WHAT YOU SHOULD DO: Edit the lines from the one containing "Where can you find the polka" through the end of the records, changing "polka dot dress" to "floral dress" and keeping everything else the same. Return only those edited lines.

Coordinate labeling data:
========================

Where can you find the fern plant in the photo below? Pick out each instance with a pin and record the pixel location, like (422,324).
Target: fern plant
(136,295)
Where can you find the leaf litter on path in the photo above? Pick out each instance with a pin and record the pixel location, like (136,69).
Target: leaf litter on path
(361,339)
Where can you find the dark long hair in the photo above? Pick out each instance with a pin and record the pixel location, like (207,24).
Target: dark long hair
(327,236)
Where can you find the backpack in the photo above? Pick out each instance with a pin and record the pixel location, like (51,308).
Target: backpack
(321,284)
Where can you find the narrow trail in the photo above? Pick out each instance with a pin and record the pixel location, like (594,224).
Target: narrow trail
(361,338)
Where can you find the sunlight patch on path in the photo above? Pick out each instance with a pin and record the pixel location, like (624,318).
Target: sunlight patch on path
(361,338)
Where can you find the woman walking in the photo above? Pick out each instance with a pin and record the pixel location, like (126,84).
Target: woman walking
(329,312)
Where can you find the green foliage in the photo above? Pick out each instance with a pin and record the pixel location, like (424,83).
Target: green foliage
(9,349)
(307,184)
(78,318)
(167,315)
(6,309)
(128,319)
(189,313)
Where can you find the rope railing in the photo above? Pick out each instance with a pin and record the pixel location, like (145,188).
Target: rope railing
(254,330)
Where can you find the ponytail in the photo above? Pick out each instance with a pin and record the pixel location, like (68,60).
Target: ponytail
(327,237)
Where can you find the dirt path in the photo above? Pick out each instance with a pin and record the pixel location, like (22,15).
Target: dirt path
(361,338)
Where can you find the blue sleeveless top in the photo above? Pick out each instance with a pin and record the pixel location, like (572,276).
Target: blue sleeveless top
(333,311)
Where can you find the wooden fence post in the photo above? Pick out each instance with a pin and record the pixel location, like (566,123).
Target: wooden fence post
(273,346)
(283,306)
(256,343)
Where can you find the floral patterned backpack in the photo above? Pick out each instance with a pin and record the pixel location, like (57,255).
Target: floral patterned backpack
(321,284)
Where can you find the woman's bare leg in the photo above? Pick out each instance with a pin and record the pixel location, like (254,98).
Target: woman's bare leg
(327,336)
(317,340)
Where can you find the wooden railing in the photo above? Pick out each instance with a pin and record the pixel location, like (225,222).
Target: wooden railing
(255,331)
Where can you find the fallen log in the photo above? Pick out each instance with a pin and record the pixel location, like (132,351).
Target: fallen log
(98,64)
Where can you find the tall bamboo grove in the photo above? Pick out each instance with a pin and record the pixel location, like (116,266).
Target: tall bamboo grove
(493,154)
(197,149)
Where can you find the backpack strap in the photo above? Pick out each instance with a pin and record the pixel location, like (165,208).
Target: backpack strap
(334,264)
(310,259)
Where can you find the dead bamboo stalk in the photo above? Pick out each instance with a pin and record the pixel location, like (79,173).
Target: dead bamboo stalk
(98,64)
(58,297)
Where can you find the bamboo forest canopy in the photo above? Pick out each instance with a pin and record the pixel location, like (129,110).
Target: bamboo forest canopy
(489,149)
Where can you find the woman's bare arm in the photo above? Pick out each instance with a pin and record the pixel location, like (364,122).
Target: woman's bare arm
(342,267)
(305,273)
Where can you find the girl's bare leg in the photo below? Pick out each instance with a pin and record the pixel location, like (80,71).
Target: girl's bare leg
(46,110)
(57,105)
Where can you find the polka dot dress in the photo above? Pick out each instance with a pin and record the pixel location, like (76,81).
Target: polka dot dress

========================

TASK SOLUTION:
Where can you find the floral dress in the photo above? Pick out each instance with a pin and record the pixel location, like (76,81).
Target: floral dress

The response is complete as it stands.